Caroline Daniel is a British journalist, political commentator and editor of FT Weekend. She was appointed in June 2010 after having spent three years running the Financial Times comment and analysis pages. In March 2014 she was made consulting editor of FT Live. She is also an FT assistant editor.

Education and career
Daniel was educated at St. Helen's School in London and at Cambridge University, where she studied history. In 1998, Daniel won the Laurence Stern fellowship to The Washington Post. She joined the Financial Times in 1999. Before her appointment, she was a writer for the New Statesman and The Economist, and a researcher for Gordon Brown, the UK Chancellor of the Exchequer.

### GIVEN TASK 1
List every year mentioned in the profile of Caroline Daniel.

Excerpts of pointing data
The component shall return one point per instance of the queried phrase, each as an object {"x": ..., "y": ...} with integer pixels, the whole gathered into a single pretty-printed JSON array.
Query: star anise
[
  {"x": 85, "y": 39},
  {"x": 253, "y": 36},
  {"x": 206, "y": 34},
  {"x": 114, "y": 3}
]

### GIVEN TASK 2
Show each line of the entries above that contains the string 'single'.

### WORKED SOLUTION 1
2010, 2014, 1998, 1999

### WORKED SOLUTION 2
The component shall return one point per instance of the queried phrase, each as an object {"x": ..., "y": ...} with integer pixels, the whole gathered into a single pretty-printed JSON array.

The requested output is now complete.